Trecho -
▬▬▬▬▬▬▬▬▬▬
17 Junho 2014
Há mais de dez anos o professor de Filosofia da PUC Marcelo Perine dedica-se a uma pesquisa sobre a tradição indireta do platonismo, isto é, as chamadas doutrinas não escritas de Platão, o filósofo grego que revelava seu pensamento por meio de diálogos entre mestres e discípulos, ocultando a si mesmo em seus escritos. Essa estratégia é analisada pelo professor em seu novo livro, Platão Não Estava Doente, frase extraída de seu Fédon e que dá título ao volume, ao qual o Caderno 2 teve acesso com exclusividade.
A entrevista é de Antonio Gonçalves Filho, publicada pelo jornal O Estado de S. Paulo, 14-06-2014.
Platão não estava mesmo doente na despedida de seu mestre Sócrates, condenado à morte pelas autoridades atenienses em 399 a.C., acusado de corromper a juventude. A frase do Fédon, segundo Perine, “traduz uma estratégia de ocultamento, pela qual Platão sinaliza claramente que a sua obra escrita não pretende se apresentar como um conjunto de documentos históricos”. Para entender Platão, defende ele, é preciso misturar a tradição direta dos escritos e a indireta, ou seja, o legado deixado por seus discípulos.
Eis a entrevista.
Filósofos da escola de Tübingen consideram imprescindível ler os Diálogos à luz das doutrinas não escritas. Que novo Platão emerge dessa leitura?
Novo Platão é até o título de uma publicação organizada pelo grupo de Tübingen-Milão. Na verdade, eu não diria que se trata de um novo Platão, mas do velho Platão por inteiro. Pela tradição indireta se conhecem elementos da filosofia de Platão que ele, por deliberação pessoal, não confiou aos escritos, mas que pertencem ao ensinamento platônico.
▬▬▬▬▬▬▬▬▬▬
Dados fornecidos -
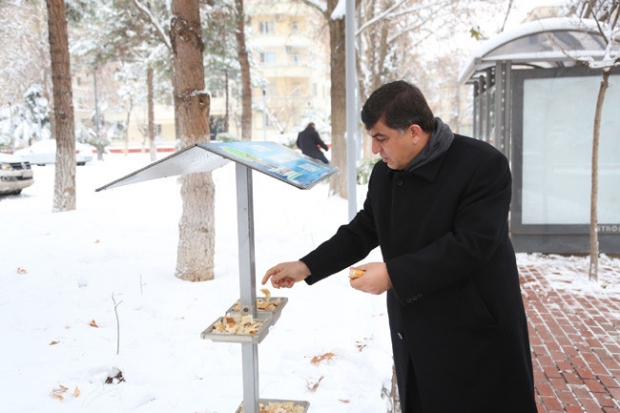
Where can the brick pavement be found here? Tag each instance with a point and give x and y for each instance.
(575, 340)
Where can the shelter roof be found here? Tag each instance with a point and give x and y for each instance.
(540, 43)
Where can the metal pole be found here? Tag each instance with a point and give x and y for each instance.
(351, 106)
(247, 283)
(264, 115)
(96, 104)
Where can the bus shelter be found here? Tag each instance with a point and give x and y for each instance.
(535, 102)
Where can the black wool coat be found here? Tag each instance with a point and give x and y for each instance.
(458, 325)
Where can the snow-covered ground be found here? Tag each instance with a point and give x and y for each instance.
(63, 275)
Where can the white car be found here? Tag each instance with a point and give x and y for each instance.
(44, 152)
(15, 174)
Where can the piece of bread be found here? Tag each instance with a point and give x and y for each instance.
(354, 274)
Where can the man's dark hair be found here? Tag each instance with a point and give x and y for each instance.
(401, 105)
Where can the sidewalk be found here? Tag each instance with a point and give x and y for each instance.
(575, 339)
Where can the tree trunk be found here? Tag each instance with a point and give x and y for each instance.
(338, 182)
(246, 87)
(196, 229)
(129, 109)
(151, 114)
(64, 182)
(594, 246)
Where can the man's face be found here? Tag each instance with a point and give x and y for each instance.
(396, 149)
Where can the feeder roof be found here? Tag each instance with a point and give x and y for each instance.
(540, 43)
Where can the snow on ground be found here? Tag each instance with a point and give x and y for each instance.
(66, 276)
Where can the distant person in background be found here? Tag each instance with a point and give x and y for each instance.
(309, 141)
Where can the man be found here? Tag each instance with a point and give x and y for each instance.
(437, 206)
(309, 141)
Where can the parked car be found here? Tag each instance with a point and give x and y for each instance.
(15, 174)
(44, 152)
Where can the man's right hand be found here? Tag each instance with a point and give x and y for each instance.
(286, 274)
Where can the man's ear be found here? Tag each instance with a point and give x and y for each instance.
(416, 133)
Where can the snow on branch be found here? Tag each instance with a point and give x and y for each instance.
(388, 13)
(162, 33)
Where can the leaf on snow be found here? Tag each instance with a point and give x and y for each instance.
(327, 356)
(57, 393)
(313, 385)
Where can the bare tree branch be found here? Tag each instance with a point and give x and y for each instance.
(160, 30)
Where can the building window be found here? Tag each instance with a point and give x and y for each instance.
(268, 58)
(267, 27)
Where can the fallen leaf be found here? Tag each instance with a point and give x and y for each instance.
(312, 385)
(57, 393)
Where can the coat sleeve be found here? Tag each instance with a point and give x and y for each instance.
(479, 227)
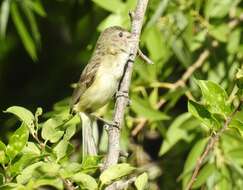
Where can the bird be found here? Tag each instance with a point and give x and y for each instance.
(99, 80)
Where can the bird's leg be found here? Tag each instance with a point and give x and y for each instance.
(123, 94)
(108, 123)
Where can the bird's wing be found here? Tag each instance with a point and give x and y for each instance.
(86, 79)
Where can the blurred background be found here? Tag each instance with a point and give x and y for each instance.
(44, 46)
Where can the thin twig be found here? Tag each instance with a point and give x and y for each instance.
(121, 101)
(179, 83)
(213, 139)
(144, 57)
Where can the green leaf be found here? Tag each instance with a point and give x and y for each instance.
(175, 133)
(24, 115)
(85, 181)
(50, 168)
(115, 172)
(215, 97)
(204, 174)
(27, 173)
(217, 9)
(70, 131)
(22, 31)
(3, 158)
(37, 7)
(17, 141)
(2, 179)
(191, 160)
(141, 181)
(19, 165)
(49, 131)
(143, 109)
(200, 112)
(4, 14)
(91, 163)
(56, 182)
(234, 41)
(111, 20)
(115, 6)
(61, 149)
(220, 32)
(31, 149)
(237, 121)
(69, 169)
▬▬▬▬▬▬▬▬▬▬
Instruções -
(1) Reúna todas as linhas que contêm a palavra "shelter", levando em conta a diferença entre maiúsculas e minúsculas.
(2) Escreva a parte seguinte do trecho sobre a pesquisa de Marcelo Perine acerca de Platão, continuando a partir de onde ele termina.

Resultados do exercício -
(1)
Where can the shelter roof be found here? Tag each instance with a point and give x and y for each instance.
Where can the bus shelter be found here? Tag each instance with a point and give x and y for each instance.

(2)
Por que Platão escreveu textos quando criticava a comunicação escrita e considerava a filosofia verdadeira a oral, esotérica?
Faço uma pequena distinção. Não que Platão considerasse a filosofia verdadeira somente a oral, mas ele viveu num momento da universalização da escrita alfabética na Grécia, um fenômeno relativamente novo em sua época. Escrever era uma novidade, que se pode comparar hoje ao advento da informática.
Platão explica suas restrições à escrita no diálogo Fedro. Fundamentalmente, estava convencido de que as coisas mais importantes têm de ser escritas na alma, só se transmitem pela frequentação entre mestre e discípulo. A palavra esotérica, assim, não tem a conotação de segredo, é simplesmente um forma de proteção. Para ele, era filósofo aquele que não põe por escrito as coisas mais importantes, pois elas só podem ser transmitidas quando a alma do interlocutor está preparada.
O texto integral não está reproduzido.